Check every line in the records below for the word "evening" and report how many have it, nothing more.

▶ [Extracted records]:
+--
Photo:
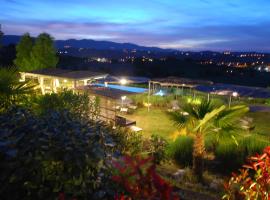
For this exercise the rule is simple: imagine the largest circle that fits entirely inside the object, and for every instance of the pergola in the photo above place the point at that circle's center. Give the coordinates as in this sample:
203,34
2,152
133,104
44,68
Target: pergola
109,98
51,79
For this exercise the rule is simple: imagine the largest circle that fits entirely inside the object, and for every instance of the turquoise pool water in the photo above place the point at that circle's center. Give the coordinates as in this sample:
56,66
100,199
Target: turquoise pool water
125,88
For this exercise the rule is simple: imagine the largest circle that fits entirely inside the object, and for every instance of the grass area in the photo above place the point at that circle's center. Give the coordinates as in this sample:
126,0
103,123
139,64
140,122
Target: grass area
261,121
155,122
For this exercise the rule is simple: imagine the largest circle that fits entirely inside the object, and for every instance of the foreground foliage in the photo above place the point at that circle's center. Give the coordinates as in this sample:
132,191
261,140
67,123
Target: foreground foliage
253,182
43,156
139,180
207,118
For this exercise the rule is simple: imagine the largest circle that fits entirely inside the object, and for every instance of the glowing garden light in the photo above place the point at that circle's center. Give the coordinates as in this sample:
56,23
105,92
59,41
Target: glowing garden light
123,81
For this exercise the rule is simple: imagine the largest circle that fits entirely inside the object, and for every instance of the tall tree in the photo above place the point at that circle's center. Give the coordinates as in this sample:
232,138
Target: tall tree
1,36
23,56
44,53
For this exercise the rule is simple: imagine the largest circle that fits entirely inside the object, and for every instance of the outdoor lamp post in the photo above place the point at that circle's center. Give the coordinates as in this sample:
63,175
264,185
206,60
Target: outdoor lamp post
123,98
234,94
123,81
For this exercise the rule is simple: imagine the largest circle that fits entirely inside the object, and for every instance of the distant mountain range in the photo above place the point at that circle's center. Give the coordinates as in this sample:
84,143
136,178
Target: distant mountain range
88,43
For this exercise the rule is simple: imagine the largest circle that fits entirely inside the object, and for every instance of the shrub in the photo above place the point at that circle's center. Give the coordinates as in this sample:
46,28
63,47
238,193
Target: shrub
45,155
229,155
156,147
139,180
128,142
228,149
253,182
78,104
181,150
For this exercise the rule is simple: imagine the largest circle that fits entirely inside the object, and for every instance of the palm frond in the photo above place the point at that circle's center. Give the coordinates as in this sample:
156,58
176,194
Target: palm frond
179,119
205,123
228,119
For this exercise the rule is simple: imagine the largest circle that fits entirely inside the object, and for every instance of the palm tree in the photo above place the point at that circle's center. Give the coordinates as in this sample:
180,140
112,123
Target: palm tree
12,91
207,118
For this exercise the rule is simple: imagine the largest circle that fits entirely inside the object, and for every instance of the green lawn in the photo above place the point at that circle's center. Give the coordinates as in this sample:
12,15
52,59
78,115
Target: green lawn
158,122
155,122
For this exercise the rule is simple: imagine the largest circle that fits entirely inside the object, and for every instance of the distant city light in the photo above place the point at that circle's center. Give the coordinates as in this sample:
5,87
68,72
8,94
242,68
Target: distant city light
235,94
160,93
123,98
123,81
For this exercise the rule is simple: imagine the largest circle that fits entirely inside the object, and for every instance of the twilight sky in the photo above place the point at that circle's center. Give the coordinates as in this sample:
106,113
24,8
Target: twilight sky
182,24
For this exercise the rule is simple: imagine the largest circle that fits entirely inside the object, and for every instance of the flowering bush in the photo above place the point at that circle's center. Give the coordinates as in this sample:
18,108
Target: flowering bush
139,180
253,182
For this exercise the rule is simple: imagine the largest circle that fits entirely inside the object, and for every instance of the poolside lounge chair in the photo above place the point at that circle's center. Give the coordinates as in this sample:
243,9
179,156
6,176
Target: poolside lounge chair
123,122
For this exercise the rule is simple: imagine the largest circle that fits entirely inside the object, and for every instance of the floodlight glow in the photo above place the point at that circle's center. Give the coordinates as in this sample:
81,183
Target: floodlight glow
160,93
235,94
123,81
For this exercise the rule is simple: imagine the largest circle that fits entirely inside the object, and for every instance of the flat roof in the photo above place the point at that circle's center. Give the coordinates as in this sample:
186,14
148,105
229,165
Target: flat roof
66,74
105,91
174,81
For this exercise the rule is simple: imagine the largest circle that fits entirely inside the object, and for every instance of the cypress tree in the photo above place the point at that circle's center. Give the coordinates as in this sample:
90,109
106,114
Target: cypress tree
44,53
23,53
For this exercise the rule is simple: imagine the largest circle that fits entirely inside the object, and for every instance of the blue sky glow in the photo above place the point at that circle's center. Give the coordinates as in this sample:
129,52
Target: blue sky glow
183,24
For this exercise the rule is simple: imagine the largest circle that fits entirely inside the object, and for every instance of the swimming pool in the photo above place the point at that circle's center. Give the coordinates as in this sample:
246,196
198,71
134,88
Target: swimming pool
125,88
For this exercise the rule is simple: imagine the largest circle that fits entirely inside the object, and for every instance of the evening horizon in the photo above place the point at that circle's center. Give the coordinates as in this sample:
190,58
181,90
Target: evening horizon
+--
▶ [Answer to the problem]: 2